* [Given problem] Rescale the items below. Copy every line in full, including the wording, and multiply each x and y coordinate in the answers by 2.05, rounding to the nearest whole number with halves rounded up.

# Material start

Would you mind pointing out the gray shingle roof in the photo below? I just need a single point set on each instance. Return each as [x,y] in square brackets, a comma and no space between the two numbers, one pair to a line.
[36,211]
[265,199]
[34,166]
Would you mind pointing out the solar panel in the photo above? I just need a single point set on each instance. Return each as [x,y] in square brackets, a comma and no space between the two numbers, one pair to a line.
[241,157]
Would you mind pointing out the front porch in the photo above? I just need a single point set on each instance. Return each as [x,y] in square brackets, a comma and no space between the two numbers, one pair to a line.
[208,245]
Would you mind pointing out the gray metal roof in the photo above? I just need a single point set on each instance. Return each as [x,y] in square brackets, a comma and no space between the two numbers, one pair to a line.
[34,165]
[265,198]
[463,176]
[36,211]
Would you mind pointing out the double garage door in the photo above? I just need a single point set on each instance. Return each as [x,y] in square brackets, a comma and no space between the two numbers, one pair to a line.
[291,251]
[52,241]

# Material end

* [Answer to the problem]
Would you mind pointing out the gray shingle roof in the photo below? I just need a single point set on each instance. Return each as [x,y] in square brackets, a comma and no space between the two numbers, one pair to a line.
[74,433]
[543,408]
[70,340]
Would you mind pointing out the solar panel in the photo above? I just need a single point set on each instance. Return each as [x,y] in square brackets, a comma and no space between the two numbers, one pair to a line.
[494,322]
Would you mind pointing out the front porch in the photo above? I just need a single point set on each instance. Return each as [x,y] in square brackets, a comma and no space between the two numbers, one pair to a line.
[426,502]
Would you mind pointing out the gray metal roof in the photo above? I just need a single point set on each instance. Return each as [x,y] in square brackets, a comma and no space between the two numbers, one pair to a line.
[70,338]
[543,406]
[949,361]
[74,433]
Would you mind pointing out the double garage door in the photo above? I just need a single point set on each instance. Return each as [x,y] in square brackets, a comma and no space between the two numbers, one pair to a line.
[597,515]
[107,494]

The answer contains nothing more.